▶ _WORK ORDER_
With the pictures omitted, please transcribe exactly the lines beginning at the one that contains "Place one point per instance of the flower cluster." and ending with the last line of the records below.
** Opening DATA TO EXAMINE block **
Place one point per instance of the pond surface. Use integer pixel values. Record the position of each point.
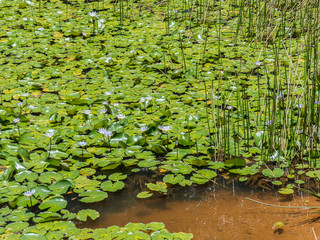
(210, 213)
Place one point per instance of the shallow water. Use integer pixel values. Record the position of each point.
(211, 213)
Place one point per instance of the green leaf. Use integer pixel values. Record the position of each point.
(154, 226)
(235, 162)
(24, 154)
(173, 179)
(54, 203)
(26, 175)
(17, 226)
(286, 191)
(84, 214)
(112, 187)
(117, 176)
(48, 177)
(93, 196)
(32, 236)
(158, 186)
(145, 194)
(275, 173)
(60, 187)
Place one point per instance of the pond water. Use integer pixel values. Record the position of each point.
(211, 213)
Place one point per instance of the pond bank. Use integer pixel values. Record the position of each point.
(211, 213)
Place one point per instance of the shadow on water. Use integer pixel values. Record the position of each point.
(211, 212)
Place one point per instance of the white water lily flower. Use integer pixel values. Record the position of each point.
(165, 128)
(93, 14)
(102, 131)
(16, 120)
(88, 112)
(143, 129)
(108, 59)
(49, 134)
(268, 123)
(29, 193)
(142, 100)
(121, 116)
(82, 143)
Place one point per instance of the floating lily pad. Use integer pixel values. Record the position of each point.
(84, 214)
(54, 203)
(112, 187)
(145, 194)
(93, 196)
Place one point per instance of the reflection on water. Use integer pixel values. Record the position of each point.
(211, 213)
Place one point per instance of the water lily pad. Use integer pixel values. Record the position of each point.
(93, 196)
(158, 186)
(26, 175)
(54, 203)
(84, 214)
(145, 194)
(286, 191)
(16, 226)
(60, 187)
(173, 179)
(275, 173)
(112, 187)
(117, 176)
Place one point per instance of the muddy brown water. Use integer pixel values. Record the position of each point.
(213, 214)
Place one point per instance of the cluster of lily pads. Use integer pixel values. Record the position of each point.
(93, 92)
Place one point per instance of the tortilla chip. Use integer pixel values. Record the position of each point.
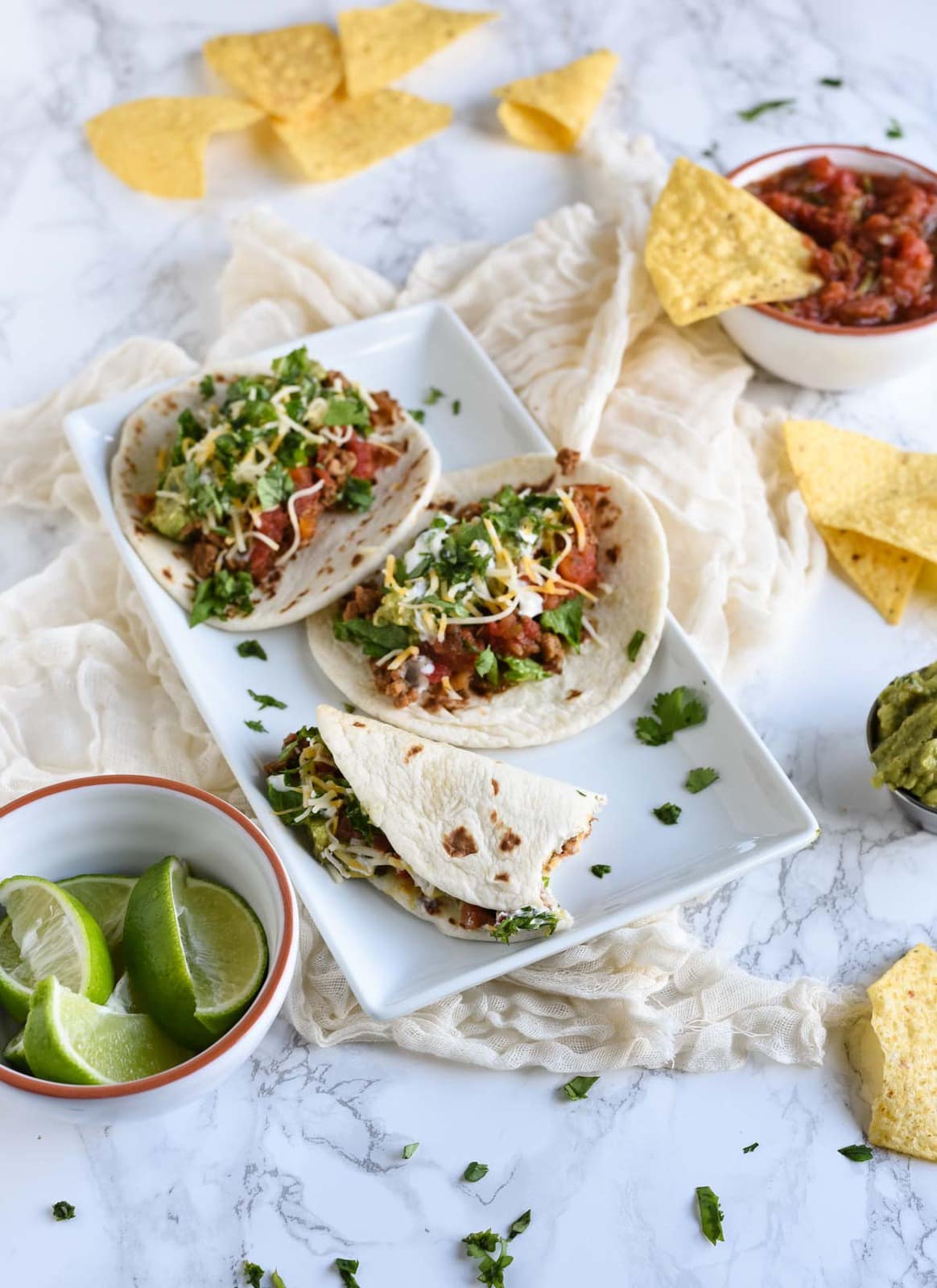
(850, 481)
(550, 113)
(157, 145)
(904, 1084)
(380, 45)
(288, 72)
(883, 573)
(350, 135)
(712, 246)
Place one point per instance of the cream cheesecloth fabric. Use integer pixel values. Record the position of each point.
(568, 315)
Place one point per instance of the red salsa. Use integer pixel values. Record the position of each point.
(876, 238)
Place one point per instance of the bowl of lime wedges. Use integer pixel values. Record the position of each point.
(147, 940)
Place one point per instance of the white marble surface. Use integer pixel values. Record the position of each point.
(298, 1159)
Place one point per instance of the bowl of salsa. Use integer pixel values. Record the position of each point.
(872, 222)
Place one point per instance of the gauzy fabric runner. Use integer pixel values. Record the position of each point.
(568, 315)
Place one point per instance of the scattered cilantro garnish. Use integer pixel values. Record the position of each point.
(221, 592)
(711, 1215)
(520, 1225)
(770, 105)
(483, 1246)
(698, 779)
(577, 1088)
(348, 1269)
(565, 620)
(374, 641)
(264, 700)
(635, 644)
(251, 648)
(680, 708)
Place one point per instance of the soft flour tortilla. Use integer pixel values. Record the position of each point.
(475, 828)
(593, 682)
(346, 547)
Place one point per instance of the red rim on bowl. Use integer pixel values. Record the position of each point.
(825, 328)
(64, 1092)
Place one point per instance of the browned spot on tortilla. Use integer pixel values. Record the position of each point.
(460, 843)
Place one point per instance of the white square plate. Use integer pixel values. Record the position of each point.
(394, 963)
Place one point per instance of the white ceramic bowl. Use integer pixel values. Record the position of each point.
(124, 824)
(811, 353)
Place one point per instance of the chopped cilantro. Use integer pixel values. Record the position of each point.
(680, 708)
(264, 700)
(857, 1153)
(526, 919)
(221, 594)
(357, 493)
(635, 644)
(698, 779)
(711, 1215)
(481, 1247)
(770, 105)
(346, 1270)
(565, 620)
(374, 641)
(520, 1225)
(251, 648)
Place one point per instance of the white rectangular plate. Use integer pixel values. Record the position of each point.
(394, 963)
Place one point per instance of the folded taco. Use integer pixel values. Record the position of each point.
(268, 493)
(456, 839)
(528, 607)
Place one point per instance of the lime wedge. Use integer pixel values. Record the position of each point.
(14, 1053)
(68, 1038)
(105, 898)
(195, 951)
(53, 934)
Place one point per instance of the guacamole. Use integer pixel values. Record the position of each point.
(905, 753)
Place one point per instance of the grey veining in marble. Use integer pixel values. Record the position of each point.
(298, 1159)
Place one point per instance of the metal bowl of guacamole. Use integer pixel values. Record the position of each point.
(902, 733)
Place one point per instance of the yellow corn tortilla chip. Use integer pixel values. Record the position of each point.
(380, 45)
(902, 1075)
(288, 72)
(550, 111)
(850, 481)
(157, 145)
(352, 134)
(883, 573)
(712, 246)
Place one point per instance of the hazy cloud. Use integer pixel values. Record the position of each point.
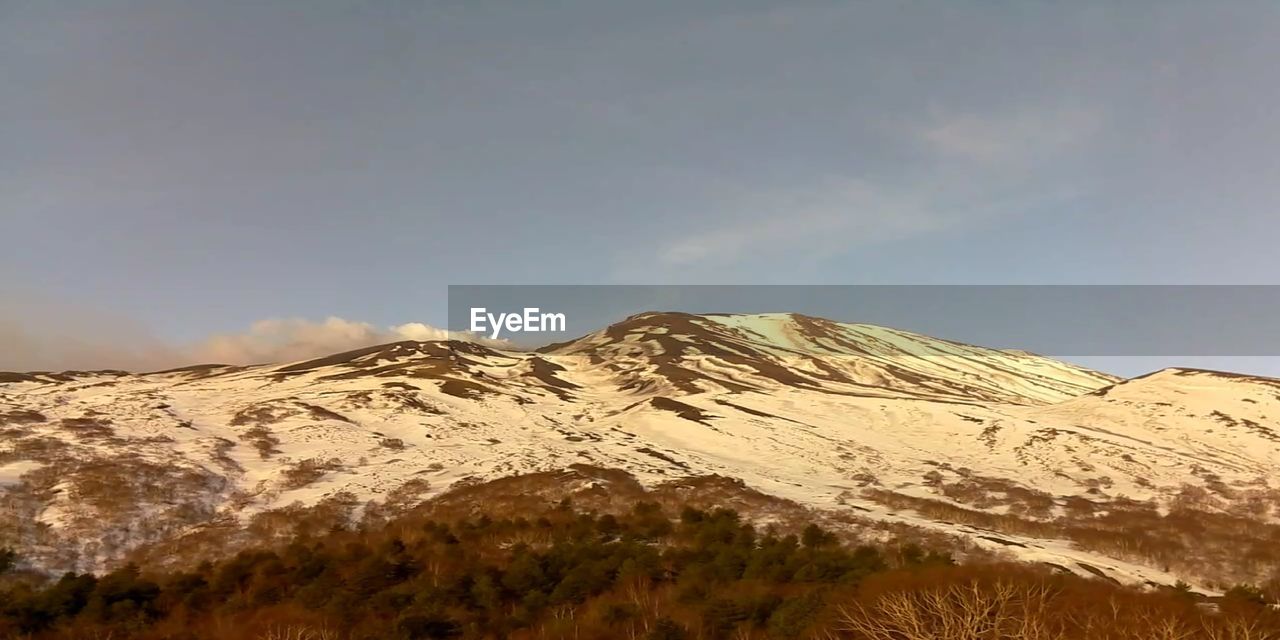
(45, 336)
(282, 339)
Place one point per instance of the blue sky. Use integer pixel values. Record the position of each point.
(173, 170)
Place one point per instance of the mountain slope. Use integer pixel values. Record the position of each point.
(867, 423)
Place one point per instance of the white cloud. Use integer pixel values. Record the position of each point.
(977, 167)
(1027, 136)
(282, 339)
(848, 211)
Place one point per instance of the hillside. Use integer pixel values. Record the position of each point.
(877, 428)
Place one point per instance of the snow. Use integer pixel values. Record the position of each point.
(863, 401)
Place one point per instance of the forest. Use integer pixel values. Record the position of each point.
(647, 574)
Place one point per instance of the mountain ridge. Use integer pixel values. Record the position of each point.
(883, 426)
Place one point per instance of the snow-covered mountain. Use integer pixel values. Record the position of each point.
(864, 423)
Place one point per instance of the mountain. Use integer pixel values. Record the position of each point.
(880, 429)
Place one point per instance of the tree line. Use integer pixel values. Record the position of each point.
(645, 575)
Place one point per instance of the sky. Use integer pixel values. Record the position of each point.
(264, 179)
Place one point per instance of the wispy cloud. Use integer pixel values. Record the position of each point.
(974, 168)
(60, 337)
(1019, 137)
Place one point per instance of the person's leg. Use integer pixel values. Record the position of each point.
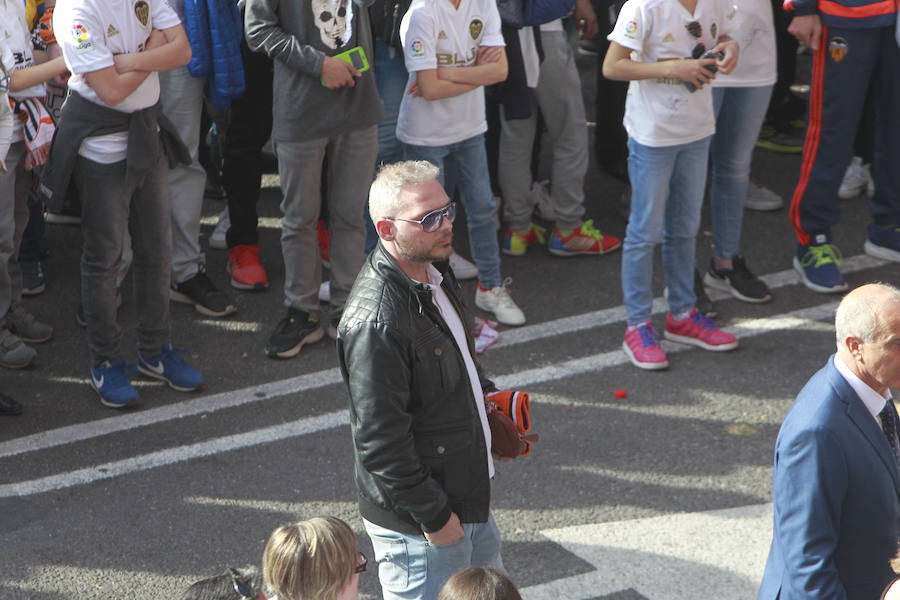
(514, 172)
(410, 568)
(559, 95)
(248, 131)
(390, 79)
(651, 171)
(182, 102)
(104, 218)
(351, 161)
(739, 115)
(150, 226)
(682, 220)
(300, 166)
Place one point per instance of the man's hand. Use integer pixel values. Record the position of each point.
(692, 70)
(730, 49)
(807, 29)
(451, 532)
(586, 19)
(337, 73)
(488, 54)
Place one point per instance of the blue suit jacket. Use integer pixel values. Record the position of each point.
(837, 498)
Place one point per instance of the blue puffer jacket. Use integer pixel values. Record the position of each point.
(214, 28)
(852, 14)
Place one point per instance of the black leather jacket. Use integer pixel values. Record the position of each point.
(419, 446)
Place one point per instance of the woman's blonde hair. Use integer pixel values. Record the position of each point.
(479, 583)
(310, 560)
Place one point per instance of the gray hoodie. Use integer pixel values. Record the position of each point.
(298, 35)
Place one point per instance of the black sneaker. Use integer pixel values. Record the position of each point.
(206, 297)
(704, 304)
(297, 328)
(739, 281)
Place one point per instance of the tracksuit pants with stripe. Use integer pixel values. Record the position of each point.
(845, 64)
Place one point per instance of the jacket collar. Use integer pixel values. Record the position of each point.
(862, 418)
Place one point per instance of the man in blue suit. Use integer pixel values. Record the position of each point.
(836, 482)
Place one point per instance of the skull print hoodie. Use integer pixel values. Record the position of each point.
(298, 35)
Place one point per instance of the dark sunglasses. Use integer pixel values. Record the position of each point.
(433, 220)
(241, 585)
(361, 566)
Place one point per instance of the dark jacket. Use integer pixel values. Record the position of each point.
(852, 14)
(419, 446)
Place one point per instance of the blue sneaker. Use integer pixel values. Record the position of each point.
(168, 366)
(110, 379)
(818, 265)
(883, 242)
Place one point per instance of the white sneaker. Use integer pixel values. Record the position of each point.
(856, 178)
(325, 292)
(217, 237)
(543, 201)
(462, 268)
(761, 198)
(498, 301)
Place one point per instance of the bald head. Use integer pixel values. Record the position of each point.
(859, 312)
(384, 195)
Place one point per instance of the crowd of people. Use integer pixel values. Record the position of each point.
(341, 86)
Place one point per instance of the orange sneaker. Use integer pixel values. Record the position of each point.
(247, 273)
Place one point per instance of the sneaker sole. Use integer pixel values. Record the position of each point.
(109, 404)
(814, 286)
(203, 310)
(723, 286)
(312, 338)
(643, 365)
(881, 252)
(563, 252)
(691, 341)
(153, 375)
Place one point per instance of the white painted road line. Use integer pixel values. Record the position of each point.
(717, 554)
(304, 383)
(589, 364)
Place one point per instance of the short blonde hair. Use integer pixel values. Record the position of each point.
(310, 560)
(384, 195)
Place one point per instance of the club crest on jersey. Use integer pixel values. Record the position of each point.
(142, 12)
(82, 38)
(838, 49)
(475, 28)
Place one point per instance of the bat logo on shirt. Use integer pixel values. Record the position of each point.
(142, 12)
(475, 28)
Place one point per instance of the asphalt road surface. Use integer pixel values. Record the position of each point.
(665, 494)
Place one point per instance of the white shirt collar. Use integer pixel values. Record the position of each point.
(873, 400)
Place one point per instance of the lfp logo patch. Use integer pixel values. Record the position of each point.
(82, 38)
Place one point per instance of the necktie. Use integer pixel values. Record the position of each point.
(890, 427)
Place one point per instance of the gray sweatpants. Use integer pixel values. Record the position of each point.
(558, 94)
(351, 162)
(108, 208)
(14, 186)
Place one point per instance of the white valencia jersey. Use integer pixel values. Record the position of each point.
(435, 35)
(90, 33)
(753, 27)
(662, 112)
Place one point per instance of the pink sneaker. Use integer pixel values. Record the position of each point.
(642, 347)
(699, 330)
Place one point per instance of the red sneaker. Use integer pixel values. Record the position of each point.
(247, 273)
(699, 330)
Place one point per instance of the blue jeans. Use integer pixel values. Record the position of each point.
(668, 185)
(468, 160)
(739, 115)
(390, 79)
(411, 568)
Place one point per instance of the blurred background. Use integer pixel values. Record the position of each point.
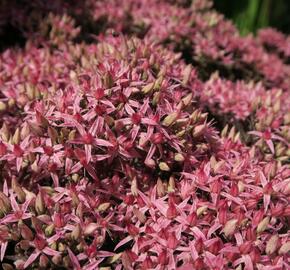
(250, 15)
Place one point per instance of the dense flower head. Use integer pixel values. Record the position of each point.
(163, 144)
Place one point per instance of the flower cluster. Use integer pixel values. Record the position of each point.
(164, 144)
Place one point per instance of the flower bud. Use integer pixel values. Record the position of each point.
(179, 157)
(186, 75)
(90, 228)
(39, 203)
(43, 261)
(141, 217)
(16, 137)
(147, 263)
(201, 210)
(230, 227)
(285, 248)
(262, 226)
(170, 119)
(171, 212)
(21, 196)
(160, 189)
(132, 230)
(246, 247)
(272, 244)
(172, 241)
(134, 187)
(5, 205)
(6, 266)
(103, 207)
(192, 219)
(25, 232)
(147, 89)
(164, 167)
(3, 106)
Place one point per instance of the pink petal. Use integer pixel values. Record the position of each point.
(271, 146)
(3, 250)
(31, 258)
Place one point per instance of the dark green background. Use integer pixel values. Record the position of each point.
(250, 15)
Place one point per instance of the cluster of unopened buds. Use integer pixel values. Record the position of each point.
(169, 150)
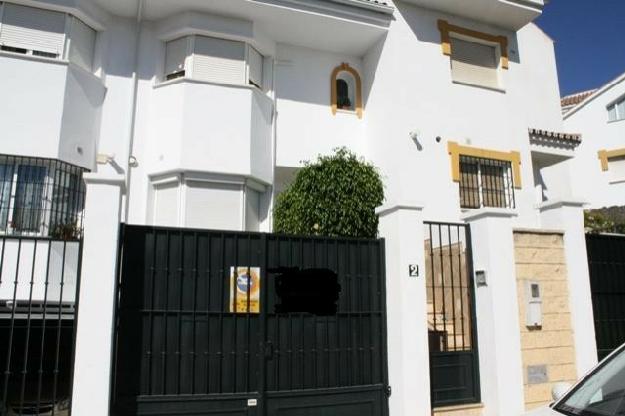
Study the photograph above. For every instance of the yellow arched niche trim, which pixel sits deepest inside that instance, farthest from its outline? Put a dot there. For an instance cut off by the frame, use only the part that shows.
** Closing DATA TO EXAMINE block **
▶ _FINISHED TASK_
Place one point per instance of the flower cluster. Use integer pixel values. Record the position of each point.
(164, 144)
Place one point per instance of the flower bud. Use integer pixel values. Record the position of each point.
(179, 157)
(186, 75)
(90, 228)
(39, 203)
(43, 261)
(141, 217)
(16, 137)
(147, 263)
(201, 210)
(230, 227)
(285, 248)
(262, 226)
(170, 119)
(171, 212)
(21, 196)
(160, 189)
(132, 230)
(246, 247)
(272, 244)
(172, 241)
(134, 187)
(5, 205)
(6, 266)
(103, 207)
(192, 219)
(25, 232)
(147, 89)
(164, 167)
(3, 106)
Place one point per instance of the pink petal. Use integer pixel values. Record the position of each point.
(271, 146)
(3, 250)
(31, 258)
Place one point per instance of the dark green background. Use integer pixel values. Record the position of each point.
(250, 15)
Place one point per instance of the cluster of unopened buds. Use integer pixel values. Record the position of each point.
(169, 150)
Study the photograph above. For every instance of the yellow arched niche trim, which pixel sits deepest inside that instance, farthest from its outline? Put a dot there. For an instance cut off by the frame, use only the part that shows.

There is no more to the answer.